Once you have located the line containing "Reviewer note: confirm that each instance of the woman's" in the material below, return it exactly along with each line after it through the line containing "Reviewer note: confirm that each instance of the jacket".
◇ ◇ ◇
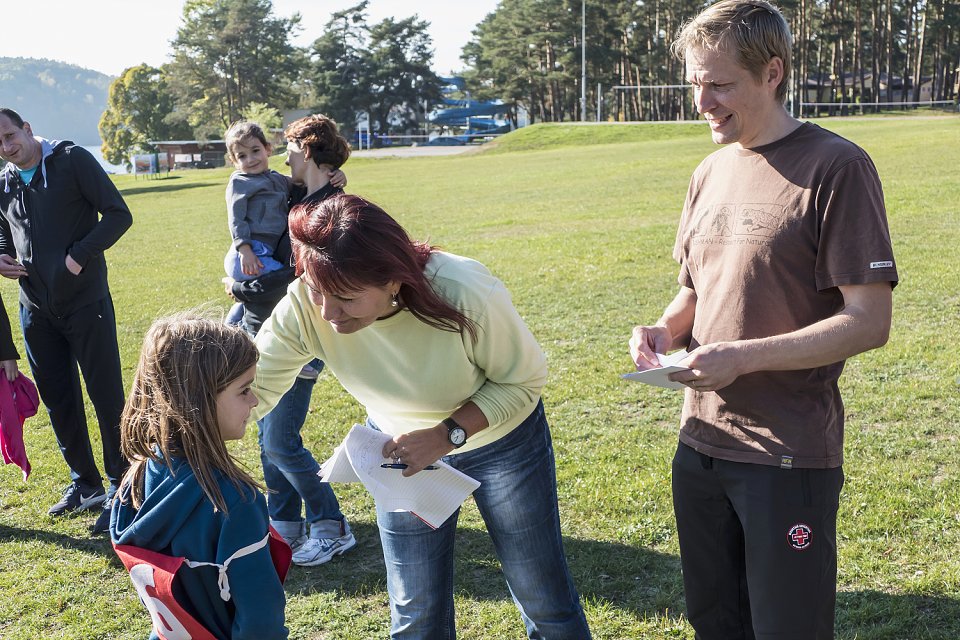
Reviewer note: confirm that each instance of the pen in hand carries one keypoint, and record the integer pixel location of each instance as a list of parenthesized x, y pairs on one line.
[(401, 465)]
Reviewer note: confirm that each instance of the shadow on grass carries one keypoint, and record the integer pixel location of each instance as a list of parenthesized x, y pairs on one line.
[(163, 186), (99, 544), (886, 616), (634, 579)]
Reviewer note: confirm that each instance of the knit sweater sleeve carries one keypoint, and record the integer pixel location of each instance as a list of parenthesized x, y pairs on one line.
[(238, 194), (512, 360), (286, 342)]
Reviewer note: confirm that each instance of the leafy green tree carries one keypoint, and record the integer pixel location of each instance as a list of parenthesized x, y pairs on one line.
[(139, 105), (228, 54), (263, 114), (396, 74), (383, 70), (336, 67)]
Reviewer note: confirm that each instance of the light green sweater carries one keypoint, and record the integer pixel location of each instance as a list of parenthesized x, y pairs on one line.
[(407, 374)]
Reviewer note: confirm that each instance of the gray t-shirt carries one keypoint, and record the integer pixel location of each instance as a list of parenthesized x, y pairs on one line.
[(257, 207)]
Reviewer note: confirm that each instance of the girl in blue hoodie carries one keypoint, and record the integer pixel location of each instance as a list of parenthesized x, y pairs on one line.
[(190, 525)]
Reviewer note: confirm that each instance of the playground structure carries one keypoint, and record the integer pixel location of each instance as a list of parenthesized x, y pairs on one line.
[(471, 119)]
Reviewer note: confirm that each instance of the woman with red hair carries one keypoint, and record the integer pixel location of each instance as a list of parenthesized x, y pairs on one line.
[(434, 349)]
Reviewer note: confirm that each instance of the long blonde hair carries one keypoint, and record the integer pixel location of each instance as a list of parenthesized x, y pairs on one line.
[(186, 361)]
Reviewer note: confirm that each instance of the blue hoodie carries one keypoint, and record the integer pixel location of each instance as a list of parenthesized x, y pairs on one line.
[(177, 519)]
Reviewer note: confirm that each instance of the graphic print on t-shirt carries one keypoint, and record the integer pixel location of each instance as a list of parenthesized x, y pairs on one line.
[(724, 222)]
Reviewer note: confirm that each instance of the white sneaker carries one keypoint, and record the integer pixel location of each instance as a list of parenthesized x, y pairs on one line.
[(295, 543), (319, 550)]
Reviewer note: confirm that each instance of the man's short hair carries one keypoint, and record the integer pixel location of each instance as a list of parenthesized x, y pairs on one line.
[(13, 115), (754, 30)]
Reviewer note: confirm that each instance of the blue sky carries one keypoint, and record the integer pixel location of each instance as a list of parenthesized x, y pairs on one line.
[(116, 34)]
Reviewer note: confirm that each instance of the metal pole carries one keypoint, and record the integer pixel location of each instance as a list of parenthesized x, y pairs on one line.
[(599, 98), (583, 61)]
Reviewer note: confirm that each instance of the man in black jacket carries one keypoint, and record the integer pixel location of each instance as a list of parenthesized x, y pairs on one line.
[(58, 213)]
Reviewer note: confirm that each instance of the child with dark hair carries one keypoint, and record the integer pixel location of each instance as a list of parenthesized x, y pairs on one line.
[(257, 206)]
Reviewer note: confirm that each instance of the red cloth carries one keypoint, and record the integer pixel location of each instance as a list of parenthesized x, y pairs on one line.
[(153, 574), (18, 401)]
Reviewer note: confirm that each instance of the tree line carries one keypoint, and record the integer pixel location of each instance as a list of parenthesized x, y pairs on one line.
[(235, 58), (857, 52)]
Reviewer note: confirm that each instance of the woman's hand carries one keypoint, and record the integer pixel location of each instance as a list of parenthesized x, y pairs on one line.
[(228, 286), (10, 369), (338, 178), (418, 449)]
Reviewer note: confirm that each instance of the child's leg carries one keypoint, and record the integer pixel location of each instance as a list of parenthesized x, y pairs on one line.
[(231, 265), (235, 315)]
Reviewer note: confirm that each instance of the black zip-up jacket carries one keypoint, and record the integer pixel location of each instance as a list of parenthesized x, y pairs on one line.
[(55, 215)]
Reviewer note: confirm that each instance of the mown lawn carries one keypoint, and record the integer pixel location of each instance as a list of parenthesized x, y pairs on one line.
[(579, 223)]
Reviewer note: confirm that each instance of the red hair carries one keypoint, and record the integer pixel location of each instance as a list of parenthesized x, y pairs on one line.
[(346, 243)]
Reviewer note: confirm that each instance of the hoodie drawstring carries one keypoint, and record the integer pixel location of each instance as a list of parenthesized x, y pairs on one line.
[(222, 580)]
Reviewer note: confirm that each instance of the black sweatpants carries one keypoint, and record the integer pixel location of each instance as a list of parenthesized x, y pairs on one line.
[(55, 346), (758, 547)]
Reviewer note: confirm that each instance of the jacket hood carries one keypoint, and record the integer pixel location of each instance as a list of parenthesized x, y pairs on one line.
◇ ◇ ◇
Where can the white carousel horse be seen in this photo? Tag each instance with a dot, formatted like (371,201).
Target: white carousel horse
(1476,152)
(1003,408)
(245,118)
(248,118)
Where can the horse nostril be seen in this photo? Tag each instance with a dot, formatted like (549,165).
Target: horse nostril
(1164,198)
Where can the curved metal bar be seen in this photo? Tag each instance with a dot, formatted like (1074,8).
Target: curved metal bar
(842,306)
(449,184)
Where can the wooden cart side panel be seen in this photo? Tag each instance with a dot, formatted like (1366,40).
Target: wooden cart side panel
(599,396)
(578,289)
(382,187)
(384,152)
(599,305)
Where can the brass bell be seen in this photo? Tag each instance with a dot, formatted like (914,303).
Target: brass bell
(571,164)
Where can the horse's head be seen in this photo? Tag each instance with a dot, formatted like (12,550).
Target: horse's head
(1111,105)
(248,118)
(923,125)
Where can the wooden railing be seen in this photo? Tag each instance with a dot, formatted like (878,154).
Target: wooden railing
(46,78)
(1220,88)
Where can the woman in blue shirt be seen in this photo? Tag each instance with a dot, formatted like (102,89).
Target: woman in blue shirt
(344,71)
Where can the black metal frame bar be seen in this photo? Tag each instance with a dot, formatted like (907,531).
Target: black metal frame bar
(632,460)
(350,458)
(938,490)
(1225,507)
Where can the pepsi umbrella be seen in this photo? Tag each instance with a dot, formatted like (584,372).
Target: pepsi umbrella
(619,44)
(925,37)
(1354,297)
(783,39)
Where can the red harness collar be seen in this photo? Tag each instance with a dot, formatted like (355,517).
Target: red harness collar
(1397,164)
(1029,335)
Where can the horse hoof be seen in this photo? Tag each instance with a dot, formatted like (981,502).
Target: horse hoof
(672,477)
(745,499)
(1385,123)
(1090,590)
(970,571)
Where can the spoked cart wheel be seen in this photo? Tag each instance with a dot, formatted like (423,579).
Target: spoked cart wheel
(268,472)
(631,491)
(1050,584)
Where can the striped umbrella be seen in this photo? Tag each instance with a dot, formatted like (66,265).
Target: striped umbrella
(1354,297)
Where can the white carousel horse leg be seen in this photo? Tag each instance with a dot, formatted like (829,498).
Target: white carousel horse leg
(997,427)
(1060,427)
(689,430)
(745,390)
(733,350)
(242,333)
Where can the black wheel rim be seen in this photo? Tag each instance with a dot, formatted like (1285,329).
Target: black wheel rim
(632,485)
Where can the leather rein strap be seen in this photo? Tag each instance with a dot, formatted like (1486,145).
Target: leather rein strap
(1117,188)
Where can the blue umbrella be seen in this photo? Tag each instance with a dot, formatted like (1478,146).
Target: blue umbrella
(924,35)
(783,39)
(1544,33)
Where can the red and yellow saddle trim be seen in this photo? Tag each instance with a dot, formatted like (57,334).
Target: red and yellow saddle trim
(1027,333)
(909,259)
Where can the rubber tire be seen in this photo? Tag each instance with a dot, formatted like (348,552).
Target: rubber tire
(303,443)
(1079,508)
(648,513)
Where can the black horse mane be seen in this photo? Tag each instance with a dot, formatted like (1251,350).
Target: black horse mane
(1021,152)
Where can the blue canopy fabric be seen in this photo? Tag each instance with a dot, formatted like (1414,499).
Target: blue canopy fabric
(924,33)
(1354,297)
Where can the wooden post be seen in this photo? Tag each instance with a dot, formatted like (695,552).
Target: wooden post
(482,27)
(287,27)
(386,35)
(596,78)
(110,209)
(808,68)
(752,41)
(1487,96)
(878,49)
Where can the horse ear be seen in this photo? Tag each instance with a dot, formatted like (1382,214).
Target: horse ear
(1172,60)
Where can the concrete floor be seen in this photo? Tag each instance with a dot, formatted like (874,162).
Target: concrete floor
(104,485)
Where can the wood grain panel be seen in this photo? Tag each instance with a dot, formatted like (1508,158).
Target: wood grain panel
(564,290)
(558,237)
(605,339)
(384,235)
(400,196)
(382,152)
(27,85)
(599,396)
◇ ◇ ◇
**FINISHED EXERCISE:**
Reviewer note: confirm that each instance of the woman's hand carries one keypoint, and record the integer pixel location of each instance as a list of parenthesized x, y pairs on one line.
[(228, 286), (10, 369), (338, 178), (418, 449)]
Reviewer note: confirm that each instance of the child's leg carries one keypoint, and record the integer pixel location of each instance as a list of parenthesized x, y pairs on one line.
[(231, 265), (235, 315)]
Reviewer note: confirm that each instance of the black zip-up jacket carries one keypoint, and record the integer pixel location of each instance as a list of parenthesized x, y pairs on one line.
[(55, 215)]
Reviewer note: confirm that each instance of the mown lawn carries one keypoint, and record the integer pixel location of each instance as a list of parenthesized x, y pairs on one line.
[(579, 223)]
Reviewer note: confirm that each instance of the red hair carries one keypoint, and record the integer pixel location of each instance as a list of parenthesized x, y pairs on one line.
[(346, 243)]
Reviewer note: confirm that each instance of the hoodie drawstring carries one keypoint, and record the integer pixel location of each instance as a list of parenthesized x, y pairs on one line.
[(222, 580)]
Reviewer note: confirm that each instance of the black sweatpants carries one keypoint, and record the integer pixel location of each instance as a list of parenthesized x, y pairs on one line.
[(55, 346), (758, 547)]
Reviewer note: confirm that each instance of the jacket hood carries one keypoint, and record the integer pixel location of each instance as a list of parenthesized x, y pairs on one line.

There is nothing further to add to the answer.